▶ [Written request] Images are not part of the copy; transcribe all the data exactly.

----------

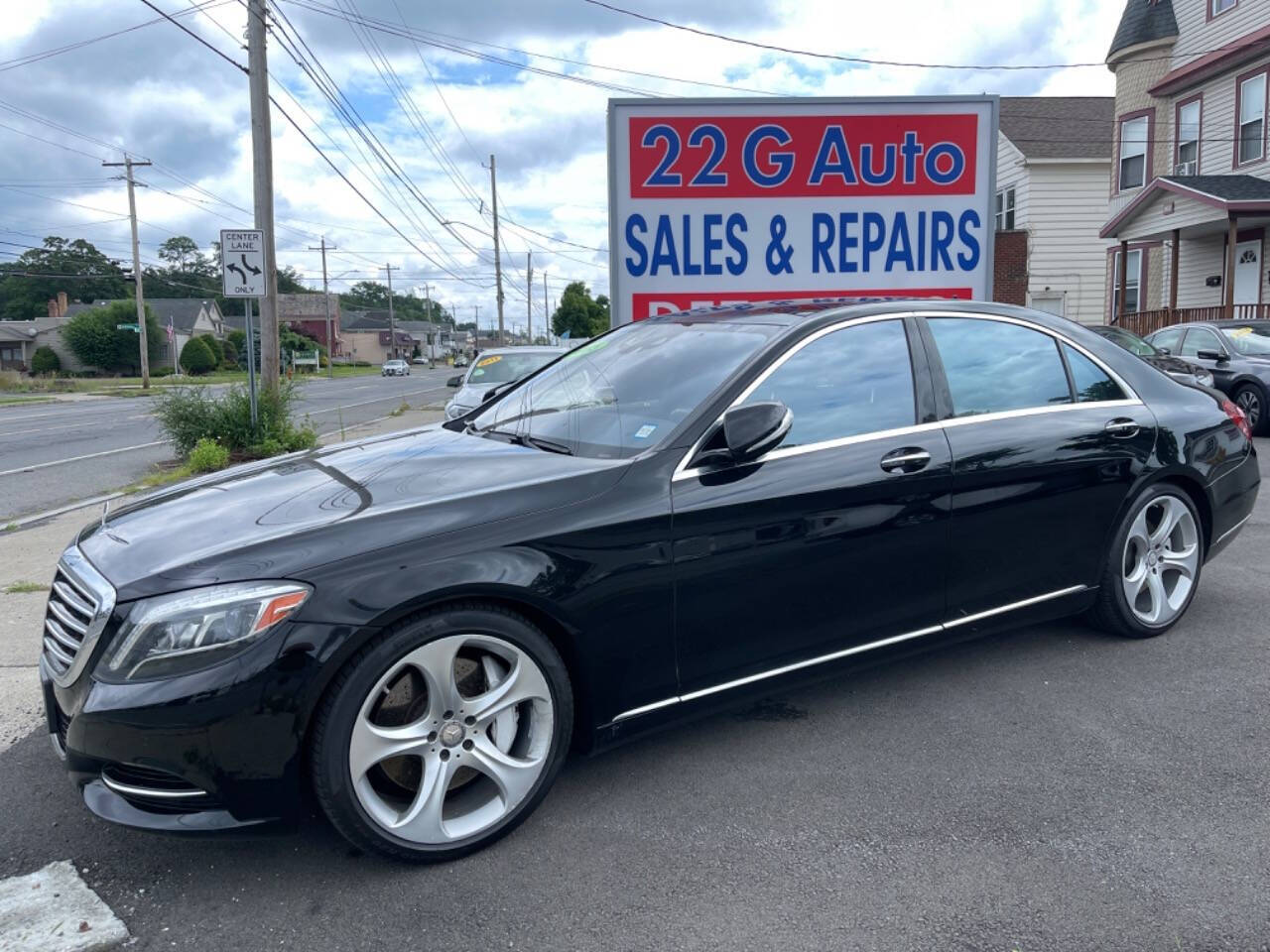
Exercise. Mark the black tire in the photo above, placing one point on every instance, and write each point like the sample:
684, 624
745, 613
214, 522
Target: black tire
1251, 399
333, 725
1111, 611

----------

▶ [Output]
Exercise. Mark the black tire in the photo above, placing one point on every instance, and write each point like the sample:
684, 624
745, 613
214, 522
Target: black tire
1251, 399
333, 725
1111, 611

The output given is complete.